De ontvanger heeft Transautex aansprakelijk gesteld voor naheffingsaanslagen LB/PVV die zijn opgelegd aan een vennootschap die inmiddels niet meer bestaat. In geschil is hoe de ontvanger voor de inwerkingtreding van de Vierde Tranche van de Awb op 1 juli 2009 een stuitingsexploot aan een niet meer bestaande belastingplichtige moest betekenen. Dit om te bewerkstelligen dat de verjaring ten opzichte van de aansprakelijk gestelde wordt gestuit.

============

■ **Korte opgave 1**
Neem in de records alles over vanaf de regel met "man in blue" tot en met het einde van de records, elke regel erin, en tel daarbij 107 op bij ieder getal in de coördinaten.

============

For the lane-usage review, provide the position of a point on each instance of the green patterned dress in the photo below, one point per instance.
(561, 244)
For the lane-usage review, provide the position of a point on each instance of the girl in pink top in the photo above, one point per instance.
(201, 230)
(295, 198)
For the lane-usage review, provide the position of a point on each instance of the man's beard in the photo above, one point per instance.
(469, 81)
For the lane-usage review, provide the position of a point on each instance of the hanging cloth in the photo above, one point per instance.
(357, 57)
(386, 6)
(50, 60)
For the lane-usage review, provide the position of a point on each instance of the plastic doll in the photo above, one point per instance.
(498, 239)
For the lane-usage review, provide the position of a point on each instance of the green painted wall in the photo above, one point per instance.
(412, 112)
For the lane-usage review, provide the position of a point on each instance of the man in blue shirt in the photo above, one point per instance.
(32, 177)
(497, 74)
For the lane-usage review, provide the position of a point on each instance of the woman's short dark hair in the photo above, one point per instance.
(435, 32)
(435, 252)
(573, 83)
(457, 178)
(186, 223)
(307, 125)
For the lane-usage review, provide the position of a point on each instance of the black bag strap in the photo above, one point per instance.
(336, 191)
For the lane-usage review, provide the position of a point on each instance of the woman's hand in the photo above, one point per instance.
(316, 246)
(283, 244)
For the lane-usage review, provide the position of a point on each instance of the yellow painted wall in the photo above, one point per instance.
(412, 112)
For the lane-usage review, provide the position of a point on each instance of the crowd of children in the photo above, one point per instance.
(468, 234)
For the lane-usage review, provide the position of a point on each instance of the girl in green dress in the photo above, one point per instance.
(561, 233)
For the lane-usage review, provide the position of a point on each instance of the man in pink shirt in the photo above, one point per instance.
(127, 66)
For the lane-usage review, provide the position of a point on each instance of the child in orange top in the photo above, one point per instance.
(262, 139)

============

■ **Korte opgave 2**
Schrijf de tekst over de aansprakelijkstelling van Transautex woord voor woord opnieuw op.

■ **Volledige uitvoer 1**
For the lane-usage review, provide the position of a point on each instance of the man in blue shirt in the photo above, one point per instance.
(139, 284)
(604, 181)
For the lane-usage review, provide the position of a point on each instance of the woman's short dark hair in the photo above, one point per instance.
(542, 139)
(542, 359)
(680, 190)
(564, 285)
(293, 330)
(414, 232)
For the lane-usage review, provide the position of a point on each instance of the black bag strap in the photo above, one point per instance.
(443, 298)
For the lane-usage review, provide the position of a point on each instance of the woman's hand in the photo above, one point per instance.
(423, 353)
(390, 351)
For the lane-usage review, provide the position of a point on each instance of the yellow painted wall in the photo above, one point per instance.
(519, 219)
For the lane-usage review, provide the position of a point on each instance of the crowd of children in the photo above, one point per instance.
(575, 341)
For the lane-usage review, provide the position of a point on each instance of the girl in green dress in the photo above, one point per instance.
(668, 340)
For the lane-usage review, provide the position of a point on each instance of the man in pink shirt in the photo above, one point per instance.
(234, 173)
For the lane-usage review, provide the position of a point on each instance of the child in orange top in the photo above, one point per instance.
(369, 246)

■ **Volledige uitvoer 2**
De ontvanger heeft Transautex aansprakelijk gesteld voor naheffingsaanslagen LB/PVV die zijn opgelegd aan een vennootschap die inmiddels niet meer bestaat. In geschil is hoe de ontvanger voor de inwerkingtreding van de Vierde Tranche van de Awb op 1 juli 2009 een stuitingsexploot aan een niet meer bestaande belastingplichtige moest betekenen. Dit om te bewerkstelligen dat de verjaring ten opzichte van de aansprakelijk gestelde wordt gestuit.